**Exercise:**
Please copy out the cholera letter beginning at "A good mind is" and stopping after "29, 1862): 105.", substituting "sound mind" for "good mind".

**Source passage:**
::::::::::

| Resources Relating to|
MR. EDITOR:—In the great cholera in New York, 1832, the clergy abandoned their flocks and fled from the city. Little has ever been said about it, but the fact ought to be known. It shows how little confidence they have in religion. I speak now from knowledge, for I was there myself most of the time, while the disease was raging. I was living in New Hampshire when the cholera broke out in New York, and learning from the newspapers that three or four hundred were dying daily in the city, I took the stage and went there to assist in taking care of the sick.—The same day I reached the city, I went into the Park Cholera Hospital and remained there nursing the sick until the disease abated, which was several weeks. Towards morning I had little sleep. If almost overcome with fatigue, I dared not sit down, because I would instantly drop asleep in spite of all my exertions to keep awake.
It was trying to a constitution not in good health, and I feel the effects of it now. My life was saved by strict temperance in eating. I have always through life practiced total abstinence from spirits, distilled and divine. By the way, spirit distilled from grain has done much less harm that spirit distilled from god. While I was in the Hospital, no clergyman ever visited to my knowledge, no prayer was ever made there, and no Christian came to talk religion with the sick. The Protestant clergy were missing from the city, and the churches closed. As to myself I was a decided Atheist then, as I am now. I felt resigned and firm. None of the attendants in the Hospital, nurses, or physicians, appeared to be religious persons. The Catholic clergy, however, stood their ground like men and did all the good they could. Fourteen of the Sisters of Charity came on from Baltimore to act as nurses. Several of them died of the pestilence.
I could say I have been through war, pestilence, famine, and flood. In the Texan Army I suffered famine and ate rats. I could say with Paul, “Three days I was in the deep.” In Texas I had the congestive fever and was given up to die. Through all those trying scenes, I never knew what it was to have a doubt or fear with regard to religious subjects. On a voyage from Texas to Baltimore was a fellow passenger name Parker. He was a bigoted religionist. During a violent storm that occurred, he appeared very uneasy and agitated; was up all night, fussing about and watching the weather. He appeared to be the most religious man on board, and most afraid to die. As to myself the storm made but little difference with me. I was ready for whatever might happen, and had what sleep I needed.
A good mind is all that can give true support in prospect of death; and no man, of course, can ever have a good mind who was born without it, as a great part of religious people were to my certain knowledge.
East Concord, (N. H.,) Oct. 30, 1862.
- Eliphalet Kimball, “Reminiscences,” The Boston Investigator 32, no. 26 (October 29, 1862): 105.

::::::::::

**Referring expression data:**
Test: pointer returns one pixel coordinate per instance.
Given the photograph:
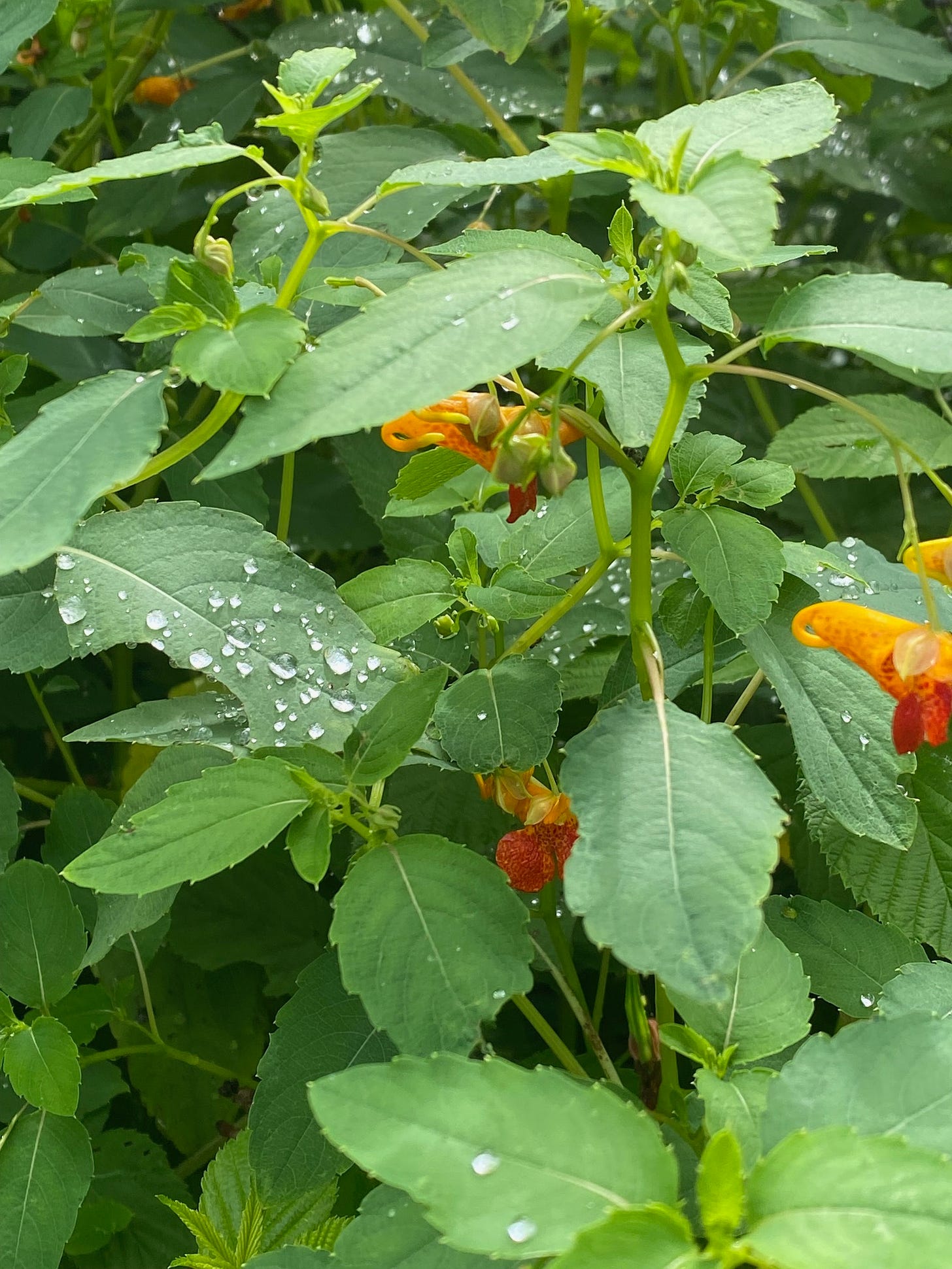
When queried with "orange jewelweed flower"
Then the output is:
(162, 89)
(469, 423)
(531, 857)
(937, 558)
(237, 12)
(913, 663)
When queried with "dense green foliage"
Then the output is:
(276, 681)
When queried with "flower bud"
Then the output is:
(216, 253)
(915, 651)
(556, 473)
(485, 416)
(518, 461)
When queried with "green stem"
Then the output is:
(582, 1015)
(598, 1011)
(550, 1036)
(806, 492)
(600, 513)
(744, 700)
(664, 1014)
(707, 692)
(65, 752)
(565, 604)
(511, 137)
(24, 791)
(287, 495)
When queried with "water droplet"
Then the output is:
(338, 660)
(522, 1230)
(283, 666)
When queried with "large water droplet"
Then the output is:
(338, 660)
(522, 1230)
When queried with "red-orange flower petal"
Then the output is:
(531, 857)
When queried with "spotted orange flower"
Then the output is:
(162, 89)
(937, 558)
(469, 423)
(532, 856)
(913, 663)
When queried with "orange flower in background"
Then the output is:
(937, 558)
(469, 424)
(162, 89)
(913, 663)
(237, 12)
(534, 856)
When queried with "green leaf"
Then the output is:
(18, 22)
(907, 322)
(700, 458)
(832, 441)
(757, 482)
(736, 561)
(870, 42)
(256, 913)
(309, 844)
(385, 736)
(42, 1065)
(505, 25)
(847, 955)
(427, 471)
(921, 988)
(768, 125)
(513, 594)
(543, 164)
(720, 1188)
(422, 1125)
(730, 207)
(414, 347)
(42, 937)
(654, 1238)
(390, 1232)
(442, 923)
(46, 1166)
(877, 1077)
(824, 1200)
(192, 150)
(842, 726)
(84, 302)
(658, 899)
(630, 369)
(43, 114)
(217, 593)
(736, 1103)
(198, 829)
(9, 817)
(504, 716)
(396, 600)
(32, 634)
(319, 1031)
(94, 437)
(248, 358)
(768, 1007)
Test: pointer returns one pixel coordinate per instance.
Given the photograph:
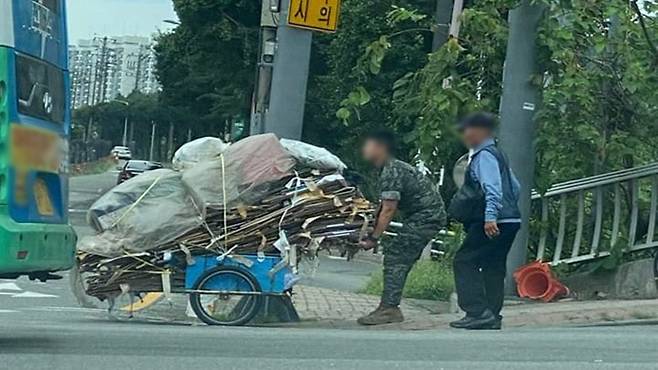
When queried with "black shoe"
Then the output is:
(461, 323)
(486, 320)
(496, 325)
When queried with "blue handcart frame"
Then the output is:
(230, 290)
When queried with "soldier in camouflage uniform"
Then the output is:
(409, 195)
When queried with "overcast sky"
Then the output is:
(87, 18)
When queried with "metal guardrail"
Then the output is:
(595, 214)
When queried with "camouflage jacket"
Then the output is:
(419, 203)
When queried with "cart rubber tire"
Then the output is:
(197, 306)
(78, 289)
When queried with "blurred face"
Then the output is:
(374, 152)
(474, 136)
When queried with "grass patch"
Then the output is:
(427, 280)
(92, 168)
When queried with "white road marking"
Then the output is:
(33, 295)
(68, 309)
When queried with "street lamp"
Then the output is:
(125, 122)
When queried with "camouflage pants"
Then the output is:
(400, 255)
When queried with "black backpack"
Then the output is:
(467, 206)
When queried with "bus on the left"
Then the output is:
(36, 239)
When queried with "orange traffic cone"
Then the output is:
(536, 281)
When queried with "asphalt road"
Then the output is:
(46, 332)
(41, 327)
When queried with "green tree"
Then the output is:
(207, 64)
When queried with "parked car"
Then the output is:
(121, 152)
(134, 168)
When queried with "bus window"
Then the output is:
(41, 92)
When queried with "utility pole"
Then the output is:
(152, 140)
(442, 16)
(519, 103)
(268, 23)
(285, 116)
(170, 139)
(125, 132)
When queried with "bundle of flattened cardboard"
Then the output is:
(260, 195)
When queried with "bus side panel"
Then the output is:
(29, 247)
(40, 30)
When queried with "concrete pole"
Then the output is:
(125, 132)
(151, 151)
(442, 18)
(289, 79)
(170, 142)
(519, 103)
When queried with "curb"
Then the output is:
(647, 322)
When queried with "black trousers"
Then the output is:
(480, 266)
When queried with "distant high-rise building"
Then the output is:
(106, 67)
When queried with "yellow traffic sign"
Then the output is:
(319, 15)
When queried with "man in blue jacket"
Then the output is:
(487, 205)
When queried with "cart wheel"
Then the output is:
(226, 309)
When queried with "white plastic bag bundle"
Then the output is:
(197, 151)
(313, 156)
(140, 214)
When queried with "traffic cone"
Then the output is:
(536, 281)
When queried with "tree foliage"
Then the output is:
(207, 64)
(598, 79)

::::::::::

**Response to this exercise:**
A sound mind is all that can give true support in prospect of death; and no man, of course, can ever have a sound mind who was born without it, as a great part of religious people were to my certain knowledge.
East Concord, (N. H.,) Oct. 30, 1862.
- Eliphalet Kimball, “Reminiscences,” The Boston Investigator 32, no. 26 (October 29, 1862): 105.